| Goal of the exercise |
In the entries that follow, find each line with the word "below" and copy it.

● ● ● ● ● ● ●

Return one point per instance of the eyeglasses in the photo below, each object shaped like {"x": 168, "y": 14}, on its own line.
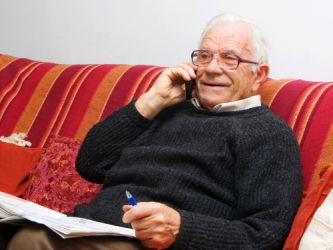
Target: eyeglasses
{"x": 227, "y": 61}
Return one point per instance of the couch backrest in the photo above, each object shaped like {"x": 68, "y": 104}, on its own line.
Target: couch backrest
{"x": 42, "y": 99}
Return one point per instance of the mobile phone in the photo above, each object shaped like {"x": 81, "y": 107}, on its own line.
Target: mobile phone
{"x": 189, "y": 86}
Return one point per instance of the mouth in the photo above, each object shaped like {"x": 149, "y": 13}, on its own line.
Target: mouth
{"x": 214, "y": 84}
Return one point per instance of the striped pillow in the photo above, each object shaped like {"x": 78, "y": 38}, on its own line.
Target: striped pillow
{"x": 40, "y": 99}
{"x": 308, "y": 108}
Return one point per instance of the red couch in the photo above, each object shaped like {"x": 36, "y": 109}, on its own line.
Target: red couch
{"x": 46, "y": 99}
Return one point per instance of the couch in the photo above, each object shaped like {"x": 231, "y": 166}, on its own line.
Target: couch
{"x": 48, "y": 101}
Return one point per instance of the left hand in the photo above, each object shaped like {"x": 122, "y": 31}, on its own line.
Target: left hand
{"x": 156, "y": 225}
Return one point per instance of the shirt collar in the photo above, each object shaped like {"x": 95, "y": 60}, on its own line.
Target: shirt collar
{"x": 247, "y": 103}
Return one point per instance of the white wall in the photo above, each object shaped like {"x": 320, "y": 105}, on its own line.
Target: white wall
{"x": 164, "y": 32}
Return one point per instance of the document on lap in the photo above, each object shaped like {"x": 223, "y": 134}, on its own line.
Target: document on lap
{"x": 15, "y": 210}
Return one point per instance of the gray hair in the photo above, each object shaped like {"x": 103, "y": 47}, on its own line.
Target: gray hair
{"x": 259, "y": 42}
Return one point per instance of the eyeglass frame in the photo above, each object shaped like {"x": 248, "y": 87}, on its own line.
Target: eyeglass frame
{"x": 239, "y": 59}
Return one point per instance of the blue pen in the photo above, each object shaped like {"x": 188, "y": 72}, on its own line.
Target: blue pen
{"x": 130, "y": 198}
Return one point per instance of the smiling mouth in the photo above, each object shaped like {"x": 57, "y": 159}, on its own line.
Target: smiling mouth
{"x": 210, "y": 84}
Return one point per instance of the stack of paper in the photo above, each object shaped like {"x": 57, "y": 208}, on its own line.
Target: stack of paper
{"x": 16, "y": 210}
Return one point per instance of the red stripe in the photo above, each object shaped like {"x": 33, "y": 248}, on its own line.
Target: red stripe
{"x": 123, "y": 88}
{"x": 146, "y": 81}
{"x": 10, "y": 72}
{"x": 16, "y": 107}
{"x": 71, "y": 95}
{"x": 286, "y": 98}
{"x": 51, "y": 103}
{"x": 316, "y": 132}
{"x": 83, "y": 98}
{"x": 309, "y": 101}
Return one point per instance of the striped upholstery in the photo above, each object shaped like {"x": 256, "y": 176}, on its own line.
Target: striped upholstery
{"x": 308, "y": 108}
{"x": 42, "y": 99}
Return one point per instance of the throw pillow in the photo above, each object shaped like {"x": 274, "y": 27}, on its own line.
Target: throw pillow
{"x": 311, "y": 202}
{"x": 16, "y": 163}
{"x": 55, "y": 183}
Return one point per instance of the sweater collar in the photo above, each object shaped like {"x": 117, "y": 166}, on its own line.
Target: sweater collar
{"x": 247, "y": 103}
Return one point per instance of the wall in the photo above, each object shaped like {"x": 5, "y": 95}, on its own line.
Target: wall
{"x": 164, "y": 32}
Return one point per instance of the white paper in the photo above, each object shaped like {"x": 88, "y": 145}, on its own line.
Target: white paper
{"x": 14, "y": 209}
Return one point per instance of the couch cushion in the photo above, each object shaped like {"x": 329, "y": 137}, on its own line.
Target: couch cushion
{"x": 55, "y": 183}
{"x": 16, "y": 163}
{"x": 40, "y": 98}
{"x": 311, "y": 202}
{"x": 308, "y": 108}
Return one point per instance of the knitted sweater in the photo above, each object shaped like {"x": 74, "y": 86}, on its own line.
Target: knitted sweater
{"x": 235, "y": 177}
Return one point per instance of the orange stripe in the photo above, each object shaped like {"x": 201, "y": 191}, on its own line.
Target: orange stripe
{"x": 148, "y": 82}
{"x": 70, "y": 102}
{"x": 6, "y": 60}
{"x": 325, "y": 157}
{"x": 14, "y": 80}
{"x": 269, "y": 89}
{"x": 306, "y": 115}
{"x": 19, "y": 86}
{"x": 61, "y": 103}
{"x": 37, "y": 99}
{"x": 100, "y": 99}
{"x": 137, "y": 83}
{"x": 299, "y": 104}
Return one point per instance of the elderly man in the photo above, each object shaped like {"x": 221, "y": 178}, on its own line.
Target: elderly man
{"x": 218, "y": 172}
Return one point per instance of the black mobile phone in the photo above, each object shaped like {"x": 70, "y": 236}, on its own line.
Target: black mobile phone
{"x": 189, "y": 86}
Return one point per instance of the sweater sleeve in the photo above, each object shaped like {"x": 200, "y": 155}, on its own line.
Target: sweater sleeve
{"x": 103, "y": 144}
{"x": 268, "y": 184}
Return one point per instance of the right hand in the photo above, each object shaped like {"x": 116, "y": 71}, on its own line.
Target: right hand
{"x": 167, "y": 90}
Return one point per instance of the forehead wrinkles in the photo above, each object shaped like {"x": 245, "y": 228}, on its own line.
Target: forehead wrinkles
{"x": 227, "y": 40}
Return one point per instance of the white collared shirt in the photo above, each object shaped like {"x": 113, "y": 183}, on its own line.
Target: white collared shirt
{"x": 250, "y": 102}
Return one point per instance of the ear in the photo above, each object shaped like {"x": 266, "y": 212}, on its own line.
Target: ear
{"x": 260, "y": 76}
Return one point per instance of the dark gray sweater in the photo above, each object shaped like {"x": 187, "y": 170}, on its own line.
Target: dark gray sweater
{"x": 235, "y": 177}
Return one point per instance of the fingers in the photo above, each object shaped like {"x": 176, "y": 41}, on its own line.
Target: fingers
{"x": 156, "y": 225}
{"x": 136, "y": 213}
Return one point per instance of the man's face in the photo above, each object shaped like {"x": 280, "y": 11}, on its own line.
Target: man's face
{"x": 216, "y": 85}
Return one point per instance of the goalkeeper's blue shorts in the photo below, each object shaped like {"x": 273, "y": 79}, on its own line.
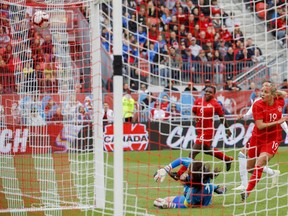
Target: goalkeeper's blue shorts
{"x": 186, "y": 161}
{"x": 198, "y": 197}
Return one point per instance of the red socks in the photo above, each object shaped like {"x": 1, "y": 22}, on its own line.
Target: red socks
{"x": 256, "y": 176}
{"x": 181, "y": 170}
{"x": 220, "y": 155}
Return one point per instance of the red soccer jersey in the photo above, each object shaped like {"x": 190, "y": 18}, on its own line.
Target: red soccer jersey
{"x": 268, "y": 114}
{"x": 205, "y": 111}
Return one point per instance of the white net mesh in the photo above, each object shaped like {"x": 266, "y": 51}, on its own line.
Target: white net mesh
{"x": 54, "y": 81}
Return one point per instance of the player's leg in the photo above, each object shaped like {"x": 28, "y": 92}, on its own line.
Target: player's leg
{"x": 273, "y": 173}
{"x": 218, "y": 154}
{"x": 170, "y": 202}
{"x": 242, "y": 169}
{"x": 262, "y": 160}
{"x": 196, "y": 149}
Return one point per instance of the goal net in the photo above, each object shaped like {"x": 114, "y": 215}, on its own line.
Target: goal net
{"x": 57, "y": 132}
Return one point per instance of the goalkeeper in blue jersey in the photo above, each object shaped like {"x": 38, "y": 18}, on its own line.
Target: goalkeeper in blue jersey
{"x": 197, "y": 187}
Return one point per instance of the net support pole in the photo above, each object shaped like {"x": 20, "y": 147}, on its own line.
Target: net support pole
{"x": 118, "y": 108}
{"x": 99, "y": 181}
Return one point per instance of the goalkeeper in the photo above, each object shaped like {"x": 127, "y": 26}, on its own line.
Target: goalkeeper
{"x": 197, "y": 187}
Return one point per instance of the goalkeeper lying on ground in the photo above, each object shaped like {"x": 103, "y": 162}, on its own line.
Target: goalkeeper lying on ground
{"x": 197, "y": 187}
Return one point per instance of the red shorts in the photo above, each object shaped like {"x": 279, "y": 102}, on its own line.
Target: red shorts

● ● ● ● ● ● ●

| Exercise answer |
Return one point per instance of the eyeglasses in the photo below, each object shaped like {"x": 168, "y": 14}, on its own line.
Return one point per instance of the goalkeeper's blue shorts in the photo below, each object shaped like {"x": 273, "y": 79}, on its own line.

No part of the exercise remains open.